:: PAGE EXTRACT ::
=== Begin Enclosure ===

6. Small network of corporations run the global economy

Reporting on a study by researchers from the Swiss Federal Institute in Zurich didn’t make the rounds nearly enough, according to Censored 2013. They found that, of 43,060 transnational companies, 147 control 40 percent of total global wealth. The researchers also built a model visually demonstrating how the connections between companies — what it calls the “super entity” — works. Some have criticized the study, saying control of assets doesn’t equate to ownership. True, but as we clearly saw in the 2008 financial collapse, corporations are capable of mismanaging assets in their control to the detriment of their actual owners. And a largely unregulated super entity like this is vulnerable to global collapse.

PCensored_art_7.jpg

7. The International Year of Cooperative

Can something really be censored when it’s straight from the United Nations? According to Project Censored evaluators, the corporate media underreported the U.N. declaring 2012 to be the International Year of the Cooperative, based on the co-op business model’s stunning growth. The U.N. found that, in 2012, 1 billion people worldwide are co-op member-owners, or one in five adults over age 15. The largest is Spain’s Mondragon Corporation, with more than 80,000 member-owners. The U.N. predicts that by 2025, worker-owned co-ops will be the world’s fastest growing business model. Worker-owned cooperatives provide for equitable distribution of wealth, genuine connection to the workplace, and, just maybe, a brighter future for our planet.

PCensored_art_8.jpg

8. NATO war crimes in Libya

In January 2012, the BBC “revealed” how British Special Forces agents joined and “blended in” with rebels in Libya to help topple dictator Muammar Gadaffi, a story that alternative media sources had reported a year earlier. NATO admits to bombing a pipe factory in the Libyan city of Brega that was key to the water supply system that brought tap water to 70 percent of Libyans, saying that Gadaffi was storing weapons in the factory. In Censored 2013, writer James F. Tracy makes the point that historical relations between the U.S. and Libya were left out of mainstream news coverage of the NATO campaign; “background knowledge and historical context confirming Al-Qaeda and Western involvement in the destabilization of the Gadaffi regime are also essential for making sense of corporate news narratives depicting the Libyan operation as a popular ‘uprising.’”

PCensored_art_9.jpg

9. Prison slavery in the U.S.

=== End Enclosure ===

:: PROBLEMS TO SOLVE ::
[A] In the page extract, what is named as the largest cooperative?
[B] Return the part of the page extract that opens with the words containing "PCensored_art_7.jpg" and closes with "for our planet.".
This listing comes from a separate source, not from the page extract.

Entries drawn from a collection
=== Begin Enclosure ===

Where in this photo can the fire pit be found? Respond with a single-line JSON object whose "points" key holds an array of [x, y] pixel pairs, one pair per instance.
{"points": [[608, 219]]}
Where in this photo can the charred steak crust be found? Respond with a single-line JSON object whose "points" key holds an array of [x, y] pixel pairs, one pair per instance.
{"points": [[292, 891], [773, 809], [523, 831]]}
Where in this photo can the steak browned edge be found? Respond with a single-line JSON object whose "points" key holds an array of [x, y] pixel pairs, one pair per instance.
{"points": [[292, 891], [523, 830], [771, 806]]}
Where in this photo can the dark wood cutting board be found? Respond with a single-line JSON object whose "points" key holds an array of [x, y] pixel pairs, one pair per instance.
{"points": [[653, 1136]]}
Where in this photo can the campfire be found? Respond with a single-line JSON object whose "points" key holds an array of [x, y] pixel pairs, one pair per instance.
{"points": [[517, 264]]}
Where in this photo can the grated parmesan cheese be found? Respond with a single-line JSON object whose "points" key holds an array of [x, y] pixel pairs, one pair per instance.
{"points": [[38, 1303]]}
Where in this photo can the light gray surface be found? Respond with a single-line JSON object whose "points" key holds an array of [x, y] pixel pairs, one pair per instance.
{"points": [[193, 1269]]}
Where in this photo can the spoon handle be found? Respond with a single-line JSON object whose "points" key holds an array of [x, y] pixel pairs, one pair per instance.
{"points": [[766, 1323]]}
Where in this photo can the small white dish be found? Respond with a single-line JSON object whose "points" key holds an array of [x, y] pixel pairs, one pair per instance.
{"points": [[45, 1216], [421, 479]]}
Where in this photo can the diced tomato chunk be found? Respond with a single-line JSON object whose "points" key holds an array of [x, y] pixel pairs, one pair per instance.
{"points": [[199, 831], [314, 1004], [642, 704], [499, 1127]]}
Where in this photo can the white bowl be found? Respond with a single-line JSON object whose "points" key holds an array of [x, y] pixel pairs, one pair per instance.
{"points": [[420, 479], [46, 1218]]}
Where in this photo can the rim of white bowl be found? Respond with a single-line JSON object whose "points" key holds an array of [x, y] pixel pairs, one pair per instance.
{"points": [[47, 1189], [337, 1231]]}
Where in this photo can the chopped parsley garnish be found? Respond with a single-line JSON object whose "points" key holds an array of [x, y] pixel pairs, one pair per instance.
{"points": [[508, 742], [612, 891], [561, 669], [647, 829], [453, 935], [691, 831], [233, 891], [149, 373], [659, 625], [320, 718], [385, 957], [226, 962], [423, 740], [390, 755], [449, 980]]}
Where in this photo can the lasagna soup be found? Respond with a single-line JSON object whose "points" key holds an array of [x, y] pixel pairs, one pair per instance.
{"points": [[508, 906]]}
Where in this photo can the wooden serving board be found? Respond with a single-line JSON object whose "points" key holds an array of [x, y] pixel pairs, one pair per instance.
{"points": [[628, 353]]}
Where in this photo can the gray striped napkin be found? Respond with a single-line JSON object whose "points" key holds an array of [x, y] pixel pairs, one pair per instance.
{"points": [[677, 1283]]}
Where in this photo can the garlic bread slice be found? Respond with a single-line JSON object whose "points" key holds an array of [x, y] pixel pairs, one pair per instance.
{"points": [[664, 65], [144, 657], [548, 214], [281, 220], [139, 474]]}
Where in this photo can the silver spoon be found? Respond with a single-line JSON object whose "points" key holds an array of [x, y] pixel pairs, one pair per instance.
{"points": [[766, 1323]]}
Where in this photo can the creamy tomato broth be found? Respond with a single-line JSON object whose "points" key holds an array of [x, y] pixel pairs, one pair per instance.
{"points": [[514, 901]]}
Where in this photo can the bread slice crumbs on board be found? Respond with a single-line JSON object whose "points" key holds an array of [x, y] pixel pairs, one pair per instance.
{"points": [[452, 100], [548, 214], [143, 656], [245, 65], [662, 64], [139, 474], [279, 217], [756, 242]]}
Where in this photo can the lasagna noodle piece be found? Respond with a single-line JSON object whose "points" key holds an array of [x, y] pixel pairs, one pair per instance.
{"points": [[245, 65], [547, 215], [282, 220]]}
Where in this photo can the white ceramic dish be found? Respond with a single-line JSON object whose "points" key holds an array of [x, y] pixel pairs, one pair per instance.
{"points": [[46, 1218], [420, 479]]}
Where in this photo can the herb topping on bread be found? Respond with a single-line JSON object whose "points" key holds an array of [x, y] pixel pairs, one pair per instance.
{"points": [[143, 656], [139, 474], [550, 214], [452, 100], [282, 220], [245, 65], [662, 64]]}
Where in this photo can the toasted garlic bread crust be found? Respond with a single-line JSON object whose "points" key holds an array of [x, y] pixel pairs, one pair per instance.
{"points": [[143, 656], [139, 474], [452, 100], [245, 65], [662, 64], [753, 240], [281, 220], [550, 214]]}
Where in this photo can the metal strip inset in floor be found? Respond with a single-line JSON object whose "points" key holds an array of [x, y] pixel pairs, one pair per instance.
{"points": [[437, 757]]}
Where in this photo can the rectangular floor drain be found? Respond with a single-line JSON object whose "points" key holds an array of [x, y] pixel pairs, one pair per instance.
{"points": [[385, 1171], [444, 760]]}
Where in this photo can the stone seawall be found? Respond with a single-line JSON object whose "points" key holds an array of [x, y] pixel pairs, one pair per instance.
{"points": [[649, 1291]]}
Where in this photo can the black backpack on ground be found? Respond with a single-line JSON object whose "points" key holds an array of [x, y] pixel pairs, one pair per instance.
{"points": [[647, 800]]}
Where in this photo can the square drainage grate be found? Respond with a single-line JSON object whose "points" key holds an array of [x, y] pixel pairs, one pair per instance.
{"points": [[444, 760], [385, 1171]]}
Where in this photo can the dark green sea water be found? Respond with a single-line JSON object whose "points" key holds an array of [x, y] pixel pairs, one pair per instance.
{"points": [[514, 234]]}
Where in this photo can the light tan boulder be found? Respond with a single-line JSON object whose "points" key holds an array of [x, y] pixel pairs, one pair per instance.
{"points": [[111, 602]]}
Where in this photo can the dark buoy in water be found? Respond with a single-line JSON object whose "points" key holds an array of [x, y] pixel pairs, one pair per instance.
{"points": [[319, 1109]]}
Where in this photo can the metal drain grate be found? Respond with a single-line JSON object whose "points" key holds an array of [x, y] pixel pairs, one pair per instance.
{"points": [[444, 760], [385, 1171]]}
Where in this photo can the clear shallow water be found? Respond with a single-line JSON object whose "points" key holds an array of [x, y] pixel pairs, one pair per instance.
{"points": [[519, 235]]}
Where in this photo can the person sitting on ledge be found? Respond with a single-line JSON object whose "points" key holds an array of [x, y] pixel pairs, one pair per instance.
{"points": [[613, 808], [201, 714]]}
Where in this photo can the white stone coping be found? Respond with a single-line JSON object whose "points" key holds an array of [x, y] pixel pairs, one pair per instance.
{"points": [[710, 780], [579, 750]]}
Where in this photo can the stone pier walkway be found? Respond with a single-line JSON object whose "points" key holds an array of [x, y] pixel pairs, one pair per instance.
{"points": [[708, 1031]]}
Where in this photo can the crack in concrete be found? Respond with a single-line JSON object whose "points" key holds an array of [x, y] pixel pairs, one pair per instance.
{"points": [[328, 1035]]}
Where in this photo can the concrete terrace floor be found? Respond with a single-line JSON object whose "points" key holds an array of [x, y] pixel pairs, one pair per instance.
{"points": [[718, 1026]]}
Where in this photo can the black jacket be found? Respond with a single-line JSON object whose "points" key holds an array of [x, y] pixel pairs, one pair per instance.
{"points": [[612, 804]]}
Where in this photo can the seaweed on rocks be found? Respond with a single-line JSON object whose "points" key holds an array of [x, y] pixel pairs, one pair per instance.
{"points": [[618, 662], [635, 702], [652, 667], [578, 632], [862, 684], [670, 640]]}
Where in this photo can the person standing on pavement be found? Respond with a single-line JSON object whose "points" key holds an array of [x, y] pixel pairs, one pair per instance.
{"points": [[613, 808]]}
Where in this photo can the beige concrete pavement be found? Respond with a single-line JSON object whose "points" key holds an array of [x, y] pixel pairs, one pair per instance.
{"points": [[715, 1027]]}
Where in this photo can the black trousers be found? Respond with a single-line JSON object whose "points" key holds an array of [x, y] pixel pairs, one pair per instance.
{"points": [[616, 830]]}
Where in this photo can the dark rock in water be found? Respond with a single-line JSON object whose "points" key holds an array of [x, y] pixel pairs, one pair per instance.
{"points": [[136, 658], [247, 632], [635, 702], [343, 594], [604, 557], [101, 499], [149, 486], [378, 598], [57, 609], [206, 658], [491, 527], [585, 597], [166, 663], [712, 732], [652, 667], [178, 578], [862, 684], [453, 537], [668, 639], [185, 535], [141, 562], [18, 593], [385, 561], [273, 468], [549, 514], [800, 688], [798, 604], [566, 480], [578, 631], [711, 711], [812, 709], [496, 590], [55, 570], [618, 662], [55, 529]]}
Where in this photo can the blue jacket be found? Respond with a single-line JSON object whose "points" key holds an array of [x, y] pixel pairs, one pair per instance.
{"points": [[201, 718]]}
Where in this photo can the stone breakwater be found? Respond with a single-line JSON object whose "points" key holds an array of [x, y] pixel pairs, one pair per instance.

=== End Enclosure ===

:: SOLUTION LIST ::
[A] Spain's Mondragon Corporation, with more than 80,000 member-owners.

[B]
PCensored_art_7.jpg

7. The International Year of Cooperative

Can something really be censored when it’s straight from the United Nations? According to Project Censored evaluators, the corporate media underreported the U.N. declaring 2012 to be the International Year of the Cooperative, based on the co-op business model’s stunning growth. The U.N. found that, in 2012, 1 billion people worldwide are co-op member-owners, or one in five adults over age 15. The largest is Spain’s Mondragon Corporation, with more than 80,000 member-owners. The U.N. predicts that by 2025, worker-owned co-ops will be the world’s fastest growing business model. Worker-owned cooperatives provide for equitable distribution of wealth, genuine connection to the workplace, and, just maybe, a brighter future for our planet.